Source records
+--

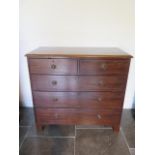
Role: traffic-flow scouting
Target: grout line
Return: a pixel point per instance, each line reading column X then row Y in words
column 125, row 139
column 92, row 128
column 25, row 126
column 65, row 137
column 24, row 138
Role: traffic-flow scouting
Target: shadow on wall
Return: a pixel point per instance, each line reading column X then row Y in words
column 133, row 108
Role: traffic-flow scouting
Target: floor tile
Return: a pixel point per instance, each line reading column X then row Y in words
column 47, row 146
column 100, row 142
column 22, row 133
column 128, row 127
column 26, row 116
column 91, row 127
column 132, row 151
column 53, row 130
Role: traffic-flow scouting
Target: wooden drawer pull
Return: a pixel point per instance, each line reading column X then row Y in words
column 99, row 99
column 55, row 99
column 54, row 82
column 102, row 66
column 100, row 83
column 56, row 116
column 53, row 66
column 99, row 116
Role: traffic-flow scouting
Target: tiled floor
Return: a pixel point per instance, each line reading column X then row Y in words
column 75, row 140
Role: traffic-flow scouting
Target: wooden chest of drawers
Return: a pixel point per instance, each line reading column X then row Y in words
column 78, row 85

+--

From the entries above, copy each line holding "wooden".

• **Solution for this problem**
Target: wooden drawer pull
Target: wooden chest of drawers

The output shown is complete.